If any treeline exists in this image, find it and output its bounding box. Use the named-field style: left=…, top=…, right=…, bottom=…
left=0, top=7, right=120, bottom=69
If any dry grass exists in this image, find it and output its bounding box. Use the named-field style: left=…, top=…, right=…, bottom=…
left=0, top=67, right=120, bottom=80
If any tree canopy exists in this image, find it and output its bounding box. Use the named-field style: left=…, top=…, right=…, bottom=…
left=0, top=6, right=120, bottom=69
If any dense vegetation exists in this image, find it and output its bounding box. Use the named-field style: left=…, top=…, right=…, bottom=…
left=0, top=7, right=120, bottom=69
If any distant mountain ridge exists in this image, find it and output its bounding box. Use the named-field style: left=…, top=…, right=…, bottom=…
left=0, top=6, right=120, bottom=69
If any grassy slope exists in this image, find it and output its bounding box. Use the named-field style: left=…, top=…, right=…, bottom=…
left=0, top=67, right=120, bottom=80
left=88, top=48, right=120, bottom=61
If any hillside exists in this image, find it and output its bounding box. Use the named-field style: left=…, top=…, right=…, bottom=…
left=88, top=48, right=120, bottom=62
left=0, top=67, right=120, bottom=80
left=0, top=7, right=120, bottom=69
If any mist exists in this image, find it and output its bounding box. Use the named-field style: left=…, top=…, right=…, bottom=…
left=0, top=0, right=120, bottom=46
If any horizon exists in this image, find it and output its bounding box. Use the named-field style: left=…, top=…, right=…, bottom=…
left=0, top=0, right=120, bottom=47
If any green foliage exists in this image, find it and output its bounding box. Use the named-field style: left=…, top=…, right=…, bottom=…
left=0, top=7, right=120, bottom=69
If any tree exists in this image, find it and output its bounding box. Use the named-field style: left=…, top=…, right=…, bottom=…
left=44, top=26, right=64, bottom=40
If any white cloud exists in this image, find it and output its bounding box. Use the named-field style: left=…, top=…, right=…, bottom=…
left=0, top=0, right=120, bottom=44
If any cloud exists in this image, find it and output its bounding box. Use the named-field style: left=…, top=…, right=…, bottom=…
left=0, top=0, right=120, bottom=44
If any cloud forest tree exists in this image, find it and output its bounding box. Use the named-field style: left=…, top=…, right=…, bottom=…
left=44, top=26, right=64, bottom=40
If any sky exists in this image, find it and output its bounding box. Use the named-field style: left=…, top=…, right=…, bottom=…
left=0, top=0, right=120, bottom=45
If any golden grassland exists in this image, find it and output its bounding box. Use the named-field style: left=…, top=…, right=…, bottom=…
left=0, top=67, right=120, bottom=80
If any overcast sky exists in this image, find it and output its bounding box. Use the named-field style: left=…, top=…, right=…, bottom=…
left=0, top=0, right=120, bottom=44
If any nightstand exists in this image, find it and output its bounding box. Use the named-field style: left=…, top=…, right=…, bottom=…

• Exercise aim: Arrange every line of the items above as a JSON list of strings, with one string per line and blank lines left out.

• Correct output:
[
  "If any treeline exists in this image, find it and output its bounding box. Use the named-field style: left=…, top=…, right=…, bottom=…",
  "left=0, top=7, right=120, bottom=69",
  "If any dry grass exists in this image, find it and output its bounding box. Use the named-field style: left=…, top=…, right=…, bottom=…",
  "left=0, top=67, right=120, bottom=80",
  "If any tree canopy exists in this image, find it and output its bounding box. Use the named-field style: left=…, top=…, right=…, bottom=…",
  "left=0, top=6, right=120, bottom=69",
  "If any dense vegetation exists in this image, find it and output its bounding box. Use the named-field style: left=…, top=…, right=…, bottom=…",
  "left=0, top=7, right=120, bottom=69",
  "If any distant mountain ridge exists in this image, find it and output its bounding box. Use the named-field style: left=…, top=…, right=…, bottom=…",
  "left=0, top=6, right=120, bottom=69",
  "If any grassy slope exists in this image, find it and output its bounding box. Use the named-field style: left=…, top=…, right=…, bottom=…",
  "left=0, top=67, right=120, bottom=80",
  "left=88, top=48, right=120, bottom=61",
  "If any hillside exists in this image, find it and output its bounding box. Use the named-field style: left=…, top=…, right=…, bottom=…",
  "left=88, top=48, right=120, bottom=62",
  "left=0, top=67, right=120, bottom=80",
  "left=0, top=7, right=120, bottom=69",
  "If any mist exists in this image, find it and output its bounding box. Use the named-field style: left=…, top=…, right=…, bottom=…",
  "left=0, top=0, right=120, bottom=46",
  "If any horizon exists in this image, find it and output its bounding box. Use the named-field style: left=…, top=…, right=…, bottom=…",
  "left=0, top=0, right=120, bottom=47",
  "If any green foliage exists in this image, find it and output its bounding box. Use the named-field style: left=…, top=…, right=…, bottom=…",
  "left=0, top=7, right=120, bottom=69",
  "If any tree exists in this image, find it and output its bounding box. Use the named-field style: left=…, top=…, right=…, bottom=…",
  "left=44, top=26, right=64, bottom=40",
  "If any white cloud exists in this image, find it and output its bounding box. Use the named-field style: left=…, top=…, right=…, bottom=…",
  "left=0, top=0, right=120, bottom=44",
  "If any cloud exists in this image, find it and output its bounding box. Use the named-field style: left=…, top=…, right=…, bottom=…",
  "left=0, top=0, right=120, bottom=44",
  "If any cloud forest tree exists in this image, find it and output its bounding box. Use the named-field style: left=…, top=…, right=…, bottom=…",
  "left=44, top=26, right=64, bottom=40",
  "If any sky exists in this image, find it and output its bounding box. Use the named-field style: left=…, top=…, right=…, bottom=…",
  "left=0, top=0, right=120, bottom=45",
  "If any golden grassland exists in this image, find it and output its bounding box. Use the named-field style: left=…, top=…, right=…, bottom=…",
  "left=0, top=67, right=120, bottom=80",
  "If any overcast sky exists in this image, find it and output its bounding box. Use the named-field style: left=…, top=…, right=…, bottom=…",
  "left=0, top=0, right=120, bottom=44",
  "If any nightstand exists in this image, find it and output its bounding box. Use the named-field style: left=…, top=…, right=…, bottom=…"
]